-------- RAW DATA --------
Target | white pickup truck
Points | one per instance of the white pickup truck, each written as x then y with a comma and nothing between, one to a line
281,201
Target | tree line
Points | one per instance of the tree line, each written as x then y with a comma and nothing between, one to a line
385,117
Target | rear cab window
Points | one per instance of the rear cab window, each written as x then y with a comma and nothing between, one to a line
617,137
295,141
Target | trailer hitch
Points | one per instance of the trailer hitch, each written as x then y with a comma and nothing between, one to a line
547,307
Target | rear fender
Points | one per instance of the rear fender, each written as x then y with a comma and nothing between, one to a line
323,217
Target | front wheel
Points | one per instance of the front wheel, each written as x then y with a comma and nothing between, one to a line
--------
-------- RAW DATA --------
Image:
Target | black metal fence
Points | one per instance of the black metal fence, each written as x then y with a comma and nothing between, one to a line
--------
-------- RAW DATA --------
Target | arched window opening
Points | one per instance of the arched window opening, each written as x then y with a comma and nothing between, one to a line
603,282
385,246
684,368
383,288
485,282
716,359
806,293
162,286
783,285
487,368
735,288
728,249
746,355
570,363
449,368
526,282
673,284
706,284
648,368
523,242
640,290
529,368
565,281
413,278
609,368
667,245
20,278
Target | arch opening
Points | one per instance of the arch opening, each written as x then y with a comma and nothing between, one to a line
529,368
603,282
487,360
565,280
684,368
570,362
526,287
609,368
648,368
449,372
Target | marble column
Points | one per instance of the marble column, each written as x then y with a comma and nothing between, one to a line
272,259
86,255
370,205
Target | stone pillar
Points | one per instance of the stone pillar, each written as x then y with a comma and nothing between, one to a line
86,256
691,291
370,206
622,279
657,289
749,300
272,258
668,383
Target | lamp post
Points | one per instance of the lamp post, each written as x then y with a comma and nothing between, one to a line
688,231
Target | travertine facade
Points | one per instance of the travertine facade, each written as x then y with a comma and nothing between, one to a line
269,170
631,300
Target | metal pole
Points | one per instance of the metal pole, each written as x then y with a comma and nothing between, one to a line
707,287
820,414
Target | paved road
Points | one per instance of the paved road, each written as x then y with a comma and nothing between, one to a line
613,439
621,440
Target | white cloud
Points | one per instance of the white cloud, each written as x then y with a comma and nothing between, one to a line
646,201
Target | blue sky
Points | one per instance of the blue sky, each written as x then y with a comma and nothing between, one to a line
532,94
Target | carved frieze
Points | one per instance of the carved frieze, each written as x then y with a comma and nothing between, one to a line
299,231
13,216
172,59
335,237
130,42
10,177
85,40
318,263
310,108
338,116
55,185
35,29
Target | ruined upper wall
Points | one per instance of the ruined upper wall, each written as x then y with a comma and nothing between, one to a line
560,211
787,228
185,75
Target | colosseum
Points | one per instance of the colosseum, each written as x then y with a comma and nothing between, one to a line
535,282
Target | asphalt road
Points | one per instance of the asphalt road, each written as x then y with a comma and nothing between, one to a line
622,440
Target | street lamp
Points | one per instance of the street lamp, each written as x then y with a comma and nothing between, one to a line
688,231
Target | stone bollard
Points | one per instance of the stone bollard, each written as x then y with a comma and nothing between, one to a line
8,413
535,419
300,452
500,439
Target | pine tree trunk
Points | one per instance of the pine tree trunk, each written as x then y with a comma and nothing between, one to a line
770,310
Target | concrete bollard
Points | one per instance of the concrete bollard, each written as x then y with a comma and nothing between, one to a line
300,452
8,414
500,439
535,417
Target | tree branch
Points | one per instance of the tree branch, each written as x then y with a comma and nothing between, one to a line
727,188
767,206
--------
#### WORK INSTRUCTIONS:
Scan the preceding listing for the string "black" and copy every line where it occurs.

#### COMPLETED EXERCISE:
Target | black metal fence
Points | one per instance of the black metal fence, each written as x then y with a comma and nothing between, one to a line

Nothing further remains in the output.